Reproduce the lines below word for word, starting at the line that contains "tag the yellow" and stopping after the line that contains "<point>224,22</point>".

◆ **Task data**
______
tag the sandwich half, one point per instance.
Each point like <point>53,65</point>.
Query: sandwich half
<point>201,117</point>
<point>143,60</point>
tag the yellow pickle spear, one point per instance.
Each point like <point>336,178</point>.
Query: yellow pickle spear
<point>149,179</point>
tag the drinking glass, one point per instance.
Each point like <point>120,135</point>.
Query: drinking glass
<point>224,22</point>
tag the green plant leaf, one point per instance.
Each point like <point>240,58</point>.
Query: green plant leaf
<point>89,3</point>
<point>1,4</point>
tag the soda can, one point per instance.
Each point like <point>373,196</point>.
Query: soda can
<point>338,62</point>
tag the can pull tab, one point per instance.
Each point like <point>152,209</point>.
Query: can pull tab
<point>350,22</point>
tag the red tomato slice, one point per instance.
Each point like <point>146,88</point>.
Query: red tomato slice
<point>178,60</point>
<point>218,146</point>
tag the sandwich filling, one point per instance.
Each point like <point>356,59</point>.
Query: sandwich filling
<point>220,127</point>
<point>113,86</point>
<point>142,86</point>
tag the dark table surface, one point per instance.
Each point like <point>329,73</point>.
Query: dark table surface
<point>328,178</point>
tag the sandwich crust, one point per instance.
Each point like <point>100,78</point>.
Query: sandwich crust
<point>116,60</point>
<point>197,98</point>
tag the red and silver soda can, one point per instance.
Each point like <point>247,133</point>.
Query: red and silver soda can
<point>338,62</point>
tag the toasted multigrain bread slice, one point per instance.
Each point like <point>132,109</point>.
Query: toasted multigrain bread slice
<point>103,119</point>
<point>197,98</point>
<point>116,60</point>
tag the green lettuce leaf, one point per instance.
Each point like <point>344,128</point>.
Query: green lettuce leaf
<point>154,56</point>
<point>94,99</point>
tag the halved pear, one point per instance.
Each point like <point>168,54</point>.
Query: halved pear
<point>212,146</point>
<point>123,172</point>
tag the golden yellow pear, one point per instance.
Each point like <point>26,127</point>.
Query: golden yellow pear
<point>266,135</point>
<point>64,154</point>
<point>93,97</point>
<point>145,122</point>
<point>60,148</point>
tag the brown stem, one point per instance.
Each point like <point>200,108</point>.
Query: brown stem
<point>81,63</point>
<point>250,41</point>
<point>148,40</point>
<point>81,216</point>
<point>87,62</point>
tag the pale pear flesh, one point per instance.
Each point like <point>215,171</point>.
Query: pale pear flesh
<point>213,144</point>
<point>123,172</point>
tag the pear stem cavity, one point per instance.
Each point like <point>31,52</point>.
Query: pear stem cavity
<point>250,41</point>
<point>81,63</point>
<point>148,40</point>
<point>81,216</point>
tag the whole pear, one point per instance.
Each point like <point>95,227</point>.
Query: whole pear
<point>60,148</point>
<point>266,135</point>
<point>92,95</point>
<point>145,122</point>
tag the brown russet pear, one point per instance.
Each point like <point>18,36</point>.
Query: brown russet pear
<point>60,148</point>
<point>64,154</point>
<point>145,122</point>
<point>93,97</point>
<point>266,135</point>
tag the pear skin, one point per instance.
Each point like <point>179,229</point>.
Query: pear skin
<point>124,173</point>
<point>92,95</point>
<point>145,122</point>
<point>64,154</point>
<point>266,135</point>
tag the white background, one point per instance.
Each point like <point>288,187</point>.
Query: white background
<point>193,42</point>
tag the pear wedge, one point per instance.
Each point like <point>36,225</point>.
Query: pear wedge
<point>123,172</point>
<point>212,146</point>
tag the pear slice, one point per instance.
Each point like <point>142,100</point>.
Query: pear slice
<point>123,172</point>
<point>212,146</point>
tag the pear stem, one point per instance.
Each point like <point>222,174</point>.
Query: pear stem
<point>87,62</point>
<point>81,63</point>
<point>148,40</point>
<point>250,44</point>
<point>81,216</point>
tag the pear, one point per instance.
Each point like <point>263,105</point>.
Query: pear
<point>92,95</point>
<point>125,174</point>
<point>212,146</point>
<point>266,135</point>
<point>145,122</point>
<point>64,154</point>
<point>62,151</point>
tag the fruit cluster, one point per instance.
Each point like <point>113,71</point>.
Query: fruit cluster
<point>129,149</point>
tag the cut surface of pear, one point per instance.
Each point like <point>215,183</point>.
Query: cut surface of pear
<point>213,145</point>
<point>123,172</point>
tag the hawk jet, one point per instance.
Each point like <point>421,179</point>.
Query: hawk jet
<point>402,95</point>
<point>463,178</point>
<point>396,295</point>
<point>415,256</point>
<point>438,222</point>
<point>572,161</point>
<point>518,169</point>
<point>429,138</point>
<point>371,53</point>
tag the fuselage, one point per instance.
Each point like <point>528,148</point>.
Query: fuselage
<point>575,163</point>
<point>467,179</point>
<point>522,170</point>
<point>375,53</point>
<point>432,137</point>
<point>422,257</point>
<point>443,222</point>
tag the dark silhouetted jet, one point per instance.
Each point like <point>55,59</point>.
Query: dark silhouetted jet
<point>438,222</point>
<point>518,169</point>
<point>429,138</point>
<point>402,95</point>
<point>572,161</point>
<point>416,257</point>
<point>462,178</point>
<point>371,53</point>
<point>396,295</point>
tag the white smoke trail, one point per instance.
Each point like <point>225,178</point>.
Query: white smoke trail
______
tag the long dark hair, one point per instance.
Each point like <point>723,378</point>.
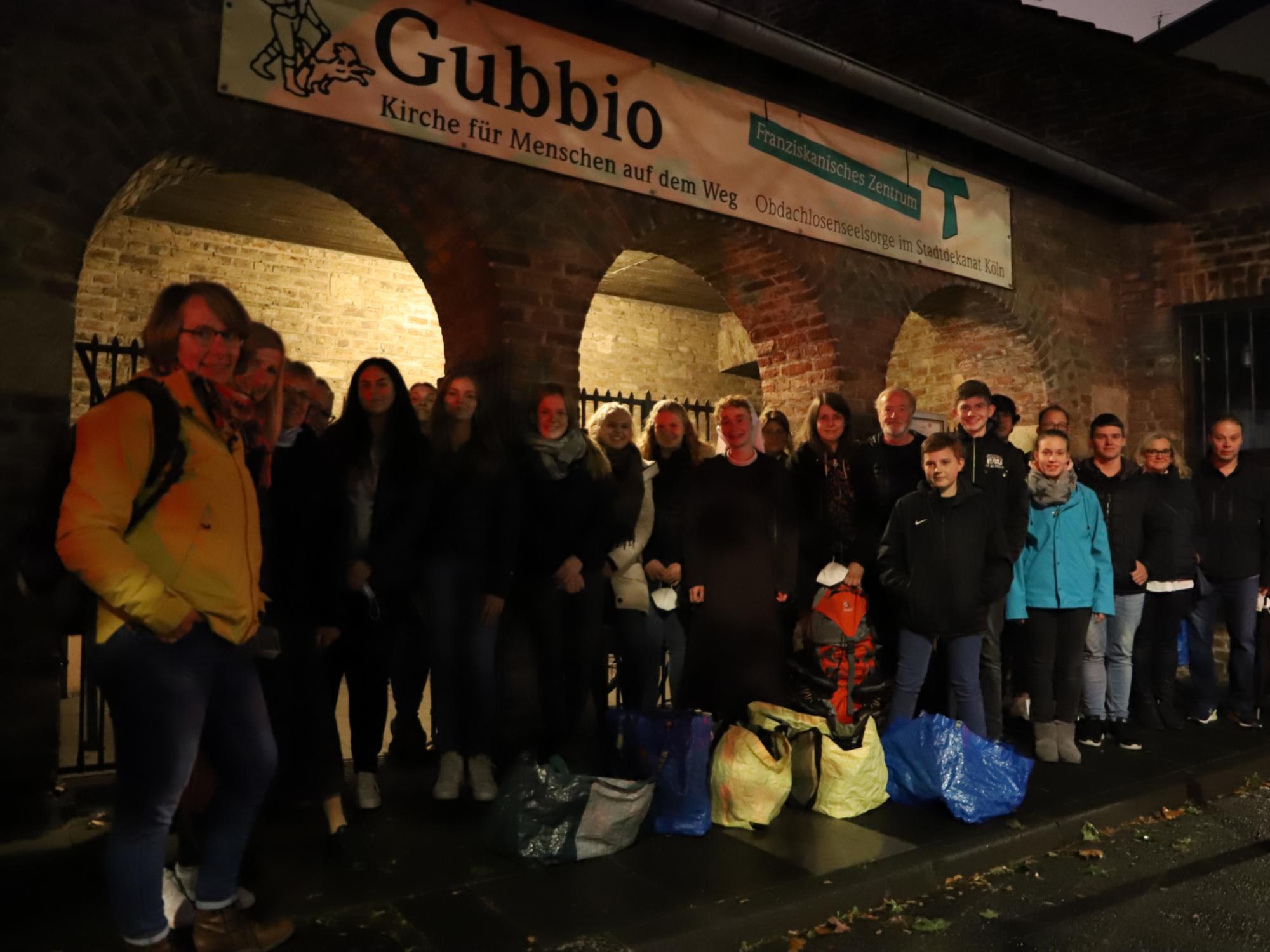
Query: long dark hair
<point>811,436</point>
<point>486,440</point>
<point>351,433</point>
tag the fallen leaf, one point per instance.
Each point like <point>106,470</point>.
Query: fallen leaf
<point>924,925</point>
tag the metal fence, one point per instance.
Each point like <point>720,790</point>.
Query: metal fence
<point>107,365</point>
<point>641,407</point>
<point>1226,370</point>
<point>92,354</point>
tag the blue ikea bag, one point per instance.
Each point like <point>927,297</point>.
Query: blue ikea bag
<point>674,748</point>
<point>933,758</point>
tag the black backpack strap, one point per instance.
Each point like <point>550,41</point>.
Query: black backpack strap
______
◆ **Final result**
tag the yellow pickle spear, one point per instance.
Each point like <point>336,178</point>.
Query: yellow pickle spear
<point>149,179</point>
tag the drinking glass, one point per instance.
Each point like <point>120,135</point>.
Query: drinking glass
<point>224,22</point>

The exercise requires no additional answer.